AIM OF THE TASK =
Begin at the line that has "entry: bird's claw" and stop after the line that has "M 158 187 L". Write those lines out again, renaming "bird's claw" to "bird's talon" wherever it appears and leaving everything else unchanged.

DATA IN THIS EXERCISE =
════════════════════

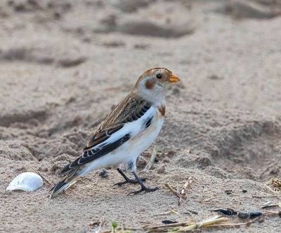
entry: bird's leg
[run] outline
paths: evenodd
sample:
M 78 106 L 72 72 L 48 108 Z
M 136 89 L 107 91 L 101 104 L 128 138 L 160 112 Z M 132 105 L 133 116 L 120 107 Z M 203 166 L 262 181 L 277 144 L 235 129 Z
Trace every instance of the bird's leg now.
M 121 174 L 121 176 L 122 176 L 124 177 L 124 178 L 125 179 L 125 181 L 117 183 L 114 185 L 122 186 L 126 183 L 139 183 L 138 181 L 138 180 L 130 179 L 127 176 L 125 175 L 125 174 L 119 168 L 117 168 L 117 170 Z M 145 181 L 145 180 L 146 180 L 146 178 L 145 178 L 140 179 L 141 181 Z
M 133 176 L 136 177 L 136 180 L 140 184 L 141 188 L 139 190 L 129 192 L 128 194 L 128 195 L 129 195 L 131 194 L 137 195 L 137 194 L 140 193 L 142 192 L 154 192 L 154 191 L 156 191 L 157 190 L 159 189 L 158 187 L 155 187 L 155 188 L 147 188 L 147 187 L 145 187 L 145 185 L 143 184 L 143 181 L 138 178 L 138 176 L 136 174 L 136 172 L 132 171 L 132 173 L 133 173 Z

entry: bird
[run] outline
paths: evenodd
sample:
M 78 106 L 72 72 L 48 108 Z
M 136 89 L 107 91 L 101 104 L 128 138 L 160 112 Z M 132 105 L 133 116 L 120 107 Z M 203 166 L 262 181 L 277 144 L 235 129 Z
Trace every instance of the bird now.
M 63 167 L 59 174 L 65 176 L 49 191 L 53 198 L 72 186 L 86 174 L 102 168 L 117 169 L 125 181 L 138 183 L 140 189 L 129 194 L 154 192 L 158 188 L 146 187 L 145 179 L 136 171 L 138 157 L 157 137 L 164 123 L 165 97 L 171 85 L 179 78 L 166 68 L 152 68 L 138 78 L 129 94 L 117 104 L 98 126 L 83 148 L 80 156 Z M 134 179 L 119 168 L 124 164 Z

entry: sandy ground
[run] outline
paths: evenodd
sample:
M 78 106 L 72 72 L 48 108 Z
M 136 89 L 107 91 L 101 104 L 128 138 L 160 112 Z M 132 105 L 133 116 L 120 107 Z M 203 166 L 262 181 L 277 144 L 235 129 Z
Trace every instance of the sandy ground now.
M 103 219 L 103 230 L 117 220 L 143 232 L 163 220 L 200 220 L 217 208 L 261 210 L 280 202 L 265 186 L 281 176 L 280 5 L 1 1 L 0 232 L 94 232 L 91 223 Z M 96 171 L 53 199 L 46 182 L 34 192 L 6 191 L 16 175 L 32 171 L 28 163 L 55 184 L 58 169 L 154 66 L 181 79 L 167 97 L 154 143 L 157 162 L 141 171 L 150 148 L 139 162 L 140 174 L 159 190 L 127 196 L 138 187 L 112 187 L 122 180 L 117 171 L 103 178 Z M 180 188 L 190 176 L 178 206 L 164 185 Z M 157 215 L 172 209 L 180 214 Z M 280 218 L 261 217 L 247 227 L 202 232 L 280 230 Z

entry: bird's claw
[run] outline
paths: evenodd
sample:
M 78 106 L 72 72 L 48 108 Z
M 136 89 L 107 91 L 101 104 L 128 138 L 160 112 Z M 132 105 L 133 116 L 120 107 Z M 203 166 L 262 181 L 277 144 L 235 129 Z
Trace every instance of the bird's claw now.
M 143 181 L 143 182 L 145 182 L 146 180 L 147 180 L 146 178 L 143 178 L 140 179 L 140 181 Z M 126 183 L 138 183 L 138 181 L 136 179 L 128 179 L 123 182 L 119 182 L 119 183 L 115 183 L 113 185 L 113 186 L 115 186 L 115 185 L 122 186 L 123 185 L 125 185 Z
M 158 187 L 155 187 L 155 188 L 142 187 L 139 190 L 131 192 L 128 193 L 127 195 L 128 196 L 130 195 L 136 195 L 137 194 L 139 194 L 139 193 L 143 192 L 155 192 L 155 191 L 156 191 L 157 190 L 159 190 Z

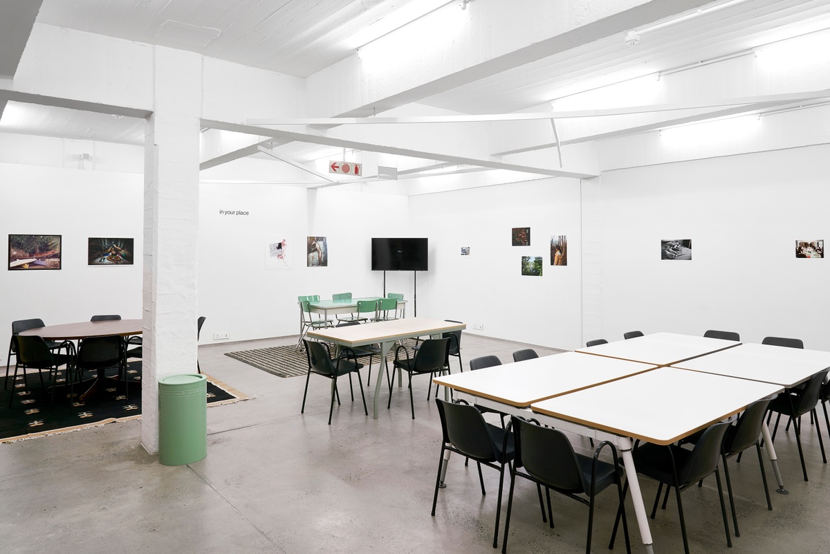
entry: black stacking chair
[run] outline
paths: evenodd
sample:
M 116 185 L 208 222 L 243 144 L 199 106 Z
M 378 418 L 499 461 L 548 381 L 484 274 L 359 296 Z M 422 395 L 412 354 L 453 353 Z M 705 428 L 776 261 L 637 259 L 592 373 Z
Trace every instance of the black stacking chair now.
M 43 323 L 42 319 L 33 318 L 33 319 L 19 319 L 17 321 L 12 322 L 12 339 L 8 343 L 8 357 L 6 358 L 6 377 L 3 377 L 2 388 L 6 390 L 8 381 L 8 372 L 9 368 L 12 364 L 12 356 L 14 355 L 15 364 L 17 364 L 17 333 L 22 331 L 28 331 L 29 329 L 37 329 L 39 327 L 46 327 L 46 323 Z M 63 347 L 63 343 L 56 343 L 55 341 L 46 341 L 46 345 L 49 347 L 50 350 L 57 350 L 58 348 Z
M 357 358 L 351 356 L 349 359 L 336 358 L 331 359 L 329 353 L 329 347 L 316 341 L 310 341 L 304 338 L 305 343 L 305 357 L 309 362 L 309 372 L 305 377 L 305 390 L 303 391 L 303 406 L 300 413 L 305 412 L 305 396 L 309 391 L 309 380 L 312 373 L 321 375 L 324 377 L 331 379 L 331 404 L 329 406 L 329 425 L 331 425 L 331 414 L 334 409 L 334 398 L 337 398 L 337 404 L 340 403 L 339 392 L 337 390 L 337 377 L 350 373 L 358 374 L 358 384 L 360 385 L 360 397 L 364 401 L 364 411 L 369 416 L 369 410 L 366 408 L 366 397 L 363 391 L 363 381 L 360 379 L 360 368 L 363 364 L 358 363 Z M 348 349 L 346 349 L 348 350 Z M 350 388 L 350 387 L 349 387 Z M 354 392 L 352 391 L 352 401 L 354 401 Z
M 435 516 L 435 507 L 438 502 L 438 488 L 442 485 L 441 474 L 444 464 L 444 453 L 447 450 L 466 456 L 476 462 L 482 495 L 486 494 L 486 492 L 484 489 L 481 464 L 497 469 L 499 495 L 496 503 L 496 528 L 493 531 L 493 548 L 496 548 L 499 539 L 499 517 L 501 515 L 501 489 L 505 481 L 505 465 L 513 459 L 514 455 L 512 434 L 485 421 L 481 412 L 466 402 L 452 403 L 436 398 L 435 403 L 438 406 L 443 439 L 441 441 L 441 455 L 438 456 L 438 474 L 435 478 L 432 516 Z
M 90 321 L 117 321 L 121 316 L 117 313 L 109 313 L 106 315 L 94 315 L 90 318 Z
M 393 364 L 393 372 L 395 368 L 401 369 L 409 375 L 409 404 L 412 406 L 413 419 L 415 419 L 415 401 L 413 400 L 413 375 L 429 375 L 436 373 L 443 374 L 446 371 L 450 372 L 450 341 L 449 338 L 427 338 L 421 343 L 418 349 L 415 351 L 415 357 L 409 357 L 409 351 L 405 347 L 398 346 L 395 348 L 395 362 Z M 403 350 L 407 357 L 400 358 L 400 352 Z M 387 409 L 392 406 L 392 382 L 389 383 L 389 401 Z
M 98 379 L 105 378 L 105 372 L 110 367 L 118 370 L 121 374 L 124 362 L 124 338 L 120 335 L 106 335 L 105 337 L 88 337 L 81 341 L 78 347 L 78 356 L 76 358 L 74 374 L 80 377 L 83 372 L 95 371 Z M 127 372 L 124 372 L 124 396 L 129 397 Z M 69 380 L 70 411 L 75 403 L 75 378 Z
M 740 335 L 734 331 L 715 331 L 709 329 L 703 333 L 706 338 L 722 338 L 726 341 L 740 341 Z
M 525 348 L 525 350 L 516 350 L 513 352 L 513 361 L 514 362 L 524 362 L 525 360 L 532 360 L 535 357 L 539 357 L 539 354 L 533 348 Z
M 43 327 L 43 325 L 38 325 Z M 37 376 L 41 379 L 41 389 L 46 391 L 46 385 L 43 383 L 44 369 L 55 372 L 56 379 L 52 382 L 51 402 L 55 401 L 55 389 L 57 388 L 57 372 L 61 366 L 66 366 L 66 378 L 71 380 L 71 373 L 75 362 L 75 345 L 69 341 L 63 341 L 57 345 L 57 347 L 50 347 L 49 343 L 42 337 L 15 337 L 17 343 L 17 362 L 14 364 L 14 376 L 12 377 L 12 394 L 8 398 L 8 407 L 12 407 L 12 401 L 14 400 L 14 381 L 17 378 L 17 370 L 23 369 L 24 384 L 27 369 L 37 369 Z M 66 353 L 61 354 L 61 349 L 65 349 Z
M 683 535 L 683 550 L 689 554 L 689 541 L 686 535 L 686 520 L 683 518 L 683 502 L 681 493 L 691 487 L 696 483 L 715 474 L 718 484 L 718 498 L 720 501 L 720 513 L 724 520 L 724 530 L 726 532 L 726 546 L 732 546 L 732 537 L 730 536 L 729 521 L 726 518 L 726 506 L 724 503 L 723 487 L 720 484 L 720 474 L 718 471 L 718 462 L 720 460 L 721 448 L 724 436 L 730 426 L 730 422 L 715 423 L 704 431 L 693 450 L 687 450 L 676 445 L 662 446 L 660 445 L 640 445 L 634 450 L 634 467 L 637 473 L 642 474 L 660 482 L 657 493 L 654 498 L 654 507 L 652 508 L 652 519 L 657 512 L 657 503 L 663 484 L 668 486 L 666 498 L 663 498 L 663 509 L 668 500 L 669 490 L 674 487 L 677 498 L 677 513 L 680 514 L 680 530 Z M 627 486 L 627 483 L 626 483 Z M 618 512 L 617 521 L 614 522 L 614 531 L 611 536 L 611 546 L 614 543 L 617 533 L 617 525 L 620 514 Z
M 548 518 L 553 527 L 553 513 L 550 508 L 550 489 L 574 498 L 588 507 L 588 541 L 585 552 L 591 552 L 591 532 L 593 528 L 593 505 L 596 496 L 608 488 L 617 485 L 619 498 L 618 513 L 622 518 L 626 550 L 631 554 L 628 540 L 628 523 L 626 519 L 622 493 L 622 468 L 618 460 L 617 450 L 608 440 L 603 440 L 594 450 L 593 457 L 577 454 L 570 441 L 562 431 L 550 427 L 542 427 L 537 423 L 513 417 L 513 440 L 515 458 L 510 469 L 510 492 L 507 497 L 507 515 L 505 518 L 505 539 L 501 552 L 507 552 L 507 534 L 510 527 L 510 512 L 513 508 L 513 489 L 516 476 L 524 477 L 537 485 L 544 485 L 548 495 Z M 508 428 L 510 425 L 508 425 Z M 599 459 L 599 453 L 605 446 L 611 449 L 613 463 Z M 524 466 L 525 472 L 519 471 Z M 540 493 L 541 492 L 540 491 Z M 584 494 L 588 498 L 582 496 Z
M 772 412 L 778 412 L 775 418 L 775 428 L 773 430 L 773 442 L 775 442 L 775 433 L 778 431 L 778 424 L 781 420 L 781 416 L 788 416 L 790 422 L 795 428 L 795 442 L 798 445 L 798 456 L 801 458 L 801 470 L 804 474 L 804 480 L 807 481 L 807 466 L 804 465 L 804 453 L 801 448 L 801 416 L 804 414 L 811 414 L 815 421 L 818 421 L 816 413 L 816 406 L 818 405 L 818 399 L 822 392 L 822 386 L 827 378 L 828 370 L 819 372 L 810 377 L 807 385 L 803 388 L 787 389 L 773 401 L 769 406 L 769 416 Z M 824 442 L 822 440 L 822 431 L 818 425 L 815 425 L 816 433 L 818 435 L 818 446 L 822 450 L 822 459 L 827 464 L 827 455 L 824 454 Z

════════════════════

EXERCISE RESPONSE =
entry: bird's talon
[run] outline
paths: evenodd
sample:
M 78 106 L 72 72 L 48 108 Z
M 136 89 L 107 91 L 101 104 L 128 138 L 160 112 Z M 132 105 L 133 116 L 120 107 Z M 203 166 L 262 181 L 277 144 L 235 129 Z
Trace every instance of the bird's talon now.
M 143 181 L 143 182 L 145 182 L 146 180 L 147 180 L 146 178 L 143 178 L 140 179 L 140 181 Z M 126 183 L 138 183 L 138 181 L 136 179 L 128 179 L 123 182 L 119 182 L 119 183 L 115 183 L 113 185 L 113 186 L 115 186 L 115 185 L 122 186 L 123 185 L 125 185 Z
M 158 187 L 155 187 L 155 188 L 142 187 L 139 190 L 131 192 L 128 193 L 127 195 L 128 196 L 130 195 L 136 195 L 137 194 L 139 194 L 139 193 L 143 192 L 155 192 L 155 191 L 156 191 L 157 190 L 159 190 Z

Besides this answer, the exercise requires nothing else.